TO DO
Extract every line of the material below and reproduce it faithfully.

[Records from a point labeling set]
==========

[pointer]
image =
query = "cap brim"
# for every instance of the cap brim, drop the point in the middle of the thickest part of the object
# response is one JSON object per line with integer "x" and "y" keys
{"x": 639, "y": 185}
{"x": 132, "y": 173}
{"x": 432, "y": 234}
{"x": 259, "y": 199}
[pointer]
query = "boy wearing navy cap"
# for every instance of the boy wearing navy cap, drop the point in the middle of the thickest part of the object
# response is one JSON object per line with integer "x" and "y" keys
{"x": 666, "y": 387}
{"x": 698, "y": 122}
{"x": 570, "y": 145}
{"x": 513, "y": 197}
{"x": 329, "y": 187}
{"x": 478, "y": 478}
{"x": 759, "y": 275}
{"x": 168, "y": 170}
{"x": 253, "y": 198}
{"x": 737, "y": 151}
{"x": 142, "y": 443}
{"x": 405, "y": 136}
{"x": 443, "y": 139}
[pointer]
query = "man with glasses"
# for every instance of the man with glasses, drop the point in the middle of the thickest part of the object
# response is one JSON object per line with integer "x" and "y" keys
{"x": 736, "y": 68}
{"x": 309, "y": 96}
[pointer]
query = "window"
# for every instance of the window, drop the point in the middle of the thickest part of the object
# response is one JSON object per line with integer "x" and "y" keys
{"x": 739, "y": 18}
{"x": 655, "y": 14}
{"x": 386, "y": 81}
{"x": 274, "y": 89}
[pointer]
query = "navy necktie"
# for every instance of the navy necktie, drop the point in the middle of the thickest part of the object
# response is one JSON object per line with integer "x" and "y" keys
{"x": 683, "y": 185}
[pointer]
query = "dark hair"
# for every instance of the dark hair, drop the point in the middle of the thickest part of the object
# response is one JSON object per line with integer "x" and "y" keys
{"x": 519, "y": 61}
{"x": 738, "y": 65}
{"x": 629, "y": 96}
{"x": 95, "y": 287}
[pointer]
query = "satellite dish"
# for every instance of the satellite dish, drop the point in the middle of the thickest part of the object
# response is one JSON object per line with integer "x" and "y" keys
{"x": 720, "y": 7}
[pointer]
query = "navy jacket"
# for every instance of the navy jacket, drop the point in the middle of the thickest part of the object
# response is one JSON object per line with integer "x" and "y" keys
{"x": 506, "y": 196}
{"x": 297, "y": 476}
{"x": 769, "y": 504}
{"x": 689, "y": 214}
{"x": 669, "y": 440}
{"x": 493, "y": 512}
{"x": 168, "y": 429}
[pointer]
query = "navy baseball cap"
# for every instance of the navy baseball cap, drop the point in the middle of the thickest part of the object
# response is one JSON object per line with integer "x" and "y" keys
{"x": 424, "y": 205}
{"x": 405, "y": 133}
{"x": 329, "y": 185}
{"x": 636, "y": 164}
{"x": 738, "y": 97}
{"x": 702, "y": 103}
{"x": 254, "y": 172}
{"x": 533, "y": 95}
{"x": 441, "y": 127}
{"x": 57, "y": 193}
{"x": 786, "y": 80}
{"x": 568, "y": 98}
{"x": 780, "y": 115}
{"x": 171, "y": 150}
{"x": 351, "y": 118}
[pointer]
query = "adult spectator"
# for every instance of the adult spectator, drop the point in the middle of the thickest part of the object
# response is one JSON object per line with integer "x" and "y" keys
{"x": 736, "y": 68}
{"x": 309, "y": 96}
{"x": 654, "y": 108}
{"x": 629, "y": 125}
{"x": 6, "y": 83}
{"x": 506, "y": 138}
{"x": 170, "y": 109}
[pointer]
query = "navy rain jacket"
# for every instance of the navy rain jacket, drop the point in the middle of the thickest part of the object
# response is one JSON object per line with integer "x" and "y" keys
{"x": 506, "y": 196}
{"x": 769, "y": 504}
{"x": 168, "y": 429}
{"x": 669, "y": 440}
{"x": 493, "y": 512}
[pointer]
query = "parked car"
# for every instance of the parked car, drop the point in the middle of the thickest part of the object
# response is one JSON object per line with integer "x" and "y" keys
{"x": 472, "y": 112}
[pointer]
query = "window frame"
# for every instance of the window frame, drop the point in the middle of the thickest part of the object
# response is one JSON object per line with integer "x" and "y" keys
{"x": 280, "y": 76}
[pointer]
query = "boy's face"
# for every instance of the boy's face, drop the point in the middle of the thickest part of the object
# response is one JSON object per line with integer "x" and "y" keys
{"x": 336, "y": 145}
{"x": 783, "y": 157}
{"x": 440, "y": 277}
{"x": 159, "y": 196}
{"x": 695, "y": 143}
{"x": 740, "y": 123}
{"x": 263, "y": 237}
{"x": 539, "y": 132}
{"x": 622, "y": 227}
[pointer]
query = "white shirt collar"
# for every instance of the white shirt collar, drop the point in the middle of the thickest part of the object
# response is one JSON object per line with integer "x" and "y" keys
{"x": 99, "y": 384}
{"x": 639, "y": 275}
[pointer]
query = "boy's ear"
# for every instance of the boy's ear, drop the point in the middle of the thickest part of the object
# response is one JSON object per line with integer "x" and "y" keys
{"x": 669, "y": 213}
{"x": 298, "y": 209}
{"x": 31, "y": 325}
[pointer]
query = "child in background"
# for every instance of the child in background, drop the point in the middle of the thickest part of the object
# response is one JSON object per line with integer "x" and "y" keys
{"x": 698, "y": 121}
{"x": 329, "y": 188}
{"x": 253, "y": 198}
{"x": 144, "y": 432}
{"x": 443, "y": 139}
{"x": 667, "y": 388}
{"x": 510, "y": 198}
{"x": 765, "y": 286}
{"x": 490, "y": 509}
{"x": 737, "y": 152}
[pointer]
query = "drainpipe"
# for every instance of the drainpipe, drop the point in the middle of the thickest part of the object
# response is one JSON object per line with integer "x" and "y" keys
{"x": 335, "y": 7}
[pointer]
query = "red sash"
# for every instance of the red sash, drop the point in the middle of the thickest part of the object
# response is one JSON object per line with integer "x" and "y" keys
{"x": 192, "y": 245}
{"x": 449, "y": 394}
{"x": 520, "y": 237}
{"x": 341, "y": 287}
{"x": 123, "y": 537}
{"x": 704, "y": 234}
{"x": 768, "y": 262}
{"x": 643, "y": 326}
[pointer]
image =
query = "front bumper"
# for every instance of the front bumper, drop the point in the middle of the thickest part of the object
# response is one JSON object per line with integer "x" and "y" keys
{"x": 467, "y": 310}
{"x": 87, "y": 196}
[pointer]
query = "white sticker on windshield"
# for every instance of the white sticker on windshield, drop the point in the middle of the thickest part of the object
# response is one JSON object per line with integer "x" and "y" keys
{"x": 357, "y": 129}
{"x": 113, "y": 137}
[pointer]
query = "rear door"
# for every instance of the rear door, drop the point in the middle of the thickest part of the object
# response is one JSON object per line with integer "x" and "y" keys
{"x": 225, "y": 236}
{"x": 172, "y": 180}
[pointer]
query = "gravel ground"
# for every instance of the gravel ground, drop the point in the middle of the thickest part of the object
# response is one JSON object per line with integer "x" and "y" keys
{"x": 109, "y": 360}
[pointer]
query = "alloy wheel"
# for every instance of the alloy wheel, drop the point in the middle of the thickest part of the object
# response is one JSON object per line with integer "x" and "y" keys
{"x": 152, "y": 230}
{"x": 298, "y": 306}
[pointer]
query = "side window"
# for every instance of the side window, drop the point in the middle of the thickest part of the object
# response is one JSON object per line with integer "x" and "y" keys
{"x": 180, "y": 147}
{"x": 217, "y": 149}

==========

FULL OUTPUT
[pointer]
image =
query = "cap brim"
# for every instance of the cap brim, drop the point in the middle of the thickest part of the object
# response is one JSON object per line with integer "x" and "y" keys
{"x": 639, "y": 185}
{"x": 132, "y": 173}
{"x": 432, "y": 234}
{"x": 259, "y": 199}
[pointer]
query = "boy wearing navy cap"
# for every instance of the boy wearing navy cap, drop the point in the middle of the thickest part of the object
# response is one JSON object per line with integer "x" and "y" keys
{"x": 666, "y": 387}
{"x": 698, "y": 122}
{"x": 570, "y": 145}
{"x": 513, "y": 197}
{"x": 329, "y": 187}
{"x": 478, "y": 478}
{"x": 759, "y": 275}
{"x": 168, "y": 170}
{"x": 253, "y": 198}
{"x": 737, "y": 151}
{"x": 142, "y": 443}
{"x": 405, "y": 136}
{"x": 443, "y": 139}
[pointer]
query = "man with glasses"
# for every instance of the man with glasses, drop the point in the middle of the thickest part of the object
# response is one JSON object per line with integer "x" and "y" keys
{"x": 736, "y": 68}
{"x": 309, "y": 96}
[pointer]
query = "window"
# for every instance of the window, drop the point in the middle of the thickest part of the object
# response is one JSON object per line with integer "x" and "y" keys
{"x": 739, "y": 18}
{"x": 655, "y": 14}
{"x": 386, "y": 81}
{"x": 274, "y": 89}
[pointer]
query = "navy necktie"
# for every instance of the navy necktie, drop the point in the middle of the thickest part of the object
# response is one JSON object per line with integer "x" and "y" keys
{"x": 683, "y": 185}
[pointer]
query = "dark hair"
# for every instance of the dark hair, drop the point in the middle of the thickest part of the object
# response is one JSON object per line with integer "x" and "y" keys
{"x": 519, "y": 61}
{"x": 738, "y": 65}
{"x": 629, "y": 96}
{"x": 95, "y": 287}
[pointer]
query = "satellite dish"
# for every instance of the satellite dish, drop the point in the middle of the thickest part of the object
# response is one JSON object per line with integer "x" and "y" keys
{"x": 720, "y": 7}
[pointer]
query = "navy jacket"
# for every instance of the navy jacket, drop the point in the middle of the thickest part of the object
# response is one JSON object per line with integer "x" and "y" keys
{"x": 506, "y": 196}
{"x": 297, "y": 476}
{"x": 769, "y": 504}
{"x": 689, "y": 214}
{"x": 669, "y": 440}
{"x": 493, "y": 512}
{"x": 168, "y": 429}
[pointer]
query = "navy baseball cap"
# for every instance of the navy baseball cap, drop the point in the middle of the thickest part of the object
# response is one JSON object per line with integer "x" and "y" keys
{"x": 424, "y": 205}
{"x": 405, "y": 133}
{"x": 329, "y": 185}
{"x": 636, "y": 164}
{"x": 738, "y": 97}
{"x": 702, "y": 103}
{"x": 254, "y": 172}
{"x": 533, "y": 95}
{"x": 441, "y": 127}
{"x": 57, "y": 193}
{"x": 786, "y": 80}
{"x": 568, "y": 98}
{"x": 780, "y": 115}
{"x": 171, "y": 150}
{"x": 351, "y": 118}
[pointer]
query = "adult spectator"
# for every instance of the adult spectator, drop the point in the middle of the thickest part of the object
# response is one JSON object per line with integer "x" and "y" keys
{"x": 736, "y": 68}
{"x": 309, "y": 96}
{"x": 654, "y": 108}
{"x": 629, "y": 125}
{"x": 6, "y": 83}
{"x": 506, "y": 138}
{"x": 170, "y": 109}
[pointer]
query = "navy rain jacket"
# for every instance of the navy rain jacket, drop the point in the middle of the thickest part of the object
# response is one JSON object per line with integer "x" and "y" keys
{"x": 506, "y": 196}
{"x": 769, "y": 504}
{"x": 168, "y": 429}
{"x": 669, "y": 440}
{"x": 493, "y": 512}
[pointer]
query = "parked car"
# for every instance of the parked car, drop the point in the middle of the thickest part of the object
# response is one JSON object per line with integer "x" and "y" keys
{"x": 472, "y": 112}
[pointer]
query = "window frame"
# for every instance of the window frame, drop the point in the middle of the thickest part of the object
# response is one JSON object per line with integer "x" and "y" keys
{"x": 280, "y": 76}
[pointer]
query = "boy's face"
# for every instance of the boy's face, drop the point in the middle of the thickest part of the object
# response is one JSON object per line with integer "x" and "y" keys
{"x": 336, "y": 145}
{"x": 783, "y": 157}
{"x": 440, "y": 277}
{"x": 159, "y": 196}
{"x": 695, "y": 143}
{"x": 740, "y": 123}
{"x": 263, "y": 237}
{"x": 539, "y": 132}
{"x": 622, "y": 227}
[pointer]
query = "white shirt collar"
# for every instance of the white shirt collar, drop the point in the middle of the thickest part of the object
# response is one JSON object per line with integer "x" and "y" keys
{"x": 99, "y": 384}
{"x": 639, "y": 275}
[pointer]
query = "boy's ear"
# for every instance of the boy's ear, drop the point in the middle of the thickest part of the object
# response is one JSON object per line with integer "x" and "y" keys
{"x": 669, "y": 213}
{"x": 298, "y": 209}
{"x": 31, "y": 325}
[pointer]
query = "child in background"
# for every instance of the child in background, drop the point in the middle of the thickest part of the object
# response is one JSON object per line with integer "x" and "y" keys
{"x": 698, "y": 121}
{"x": 329, "y": 188}
{"x": 253, "y": 198}
{"x": 144, "y": 432}
{"x": 443, "y": 139}
{"x": 667, "y": 388}
{"x": 510, "y": 198}
{"x": 765, "y": 286}
{"x": 490, "y": 509}
{"x": 737, "y": 152}
[pointer]
query = "drainpipe"
# for every instance of the drainpipe, drop the point in the middle of the thickest part of the object
# response is one JSON object per line with integer "x" and "y" keys
{"x": 335, "y": 7}
[pointer]
query = "red sash"
# for every instance of the red sash, drop the point in the middle of the thickest part of the object
# response is one JSON object per line with integer "x" and "y" keys
{"x": 192, "y": 245}
{"x": 449, "y": 394}
{"x": 520, "y": 237}
{"x": 341, "y": 287}
{"x": 123, "y": 537}
{"x": 704, "y": 234}
{"x": 768, "y": 262}
{"x": 643, "y": 326}
[pointer]
image =
query = "front bumper"
# for every instance of the front bumper, drop the point in the middle of the thickest part of the object
# response is one JSON object per line with integer "x" and "y" keys
{"x": 467, "y": 310}
{"x": 87, "y": 196}
[pointer]
query = "white sticker on windshield"
# for every instance of the white sticker on windshield, drop the point in the middle of the thickest part of the object
# response is one JSON object per line with integer "x" and "y" keys
{"x": 357, "y": 129}
{"x": 113, "y": 137}
[pointer]
query = "rear door"
# for every instance of the rear door, drop the point in the middle of the thickest part of the object
# response is one JSON object per line with integer "x" and "y" keys
{"x": 225, "y": 236}
{"x": 172, "y": 180}
[pointer]
query = "gravel ground"
# for every instance of the gravel ground, drop the point in the middle of the thickest part of the object
# response is one JSON object per line with integer "x" and "y" keys
{"x": 109, "y": 360}
[pointer]
query = "alloy wheel"
# for every instance of the alloy wheel, drop the point in the middle of the thickest part of the object
# response is one JSON object per line with integer "x" and "y" keys
{"x": 152, "y": 230}
{"x": 298, "y": 306}
[pointer]
query = "side window"
# for every instance of the side window, drop the point in the middle of the thickest part of the object
# response is one JSON object per line with integer "x" and "y" keys
{"x": 180, "y": 147}
{"x": 217, "y": 149}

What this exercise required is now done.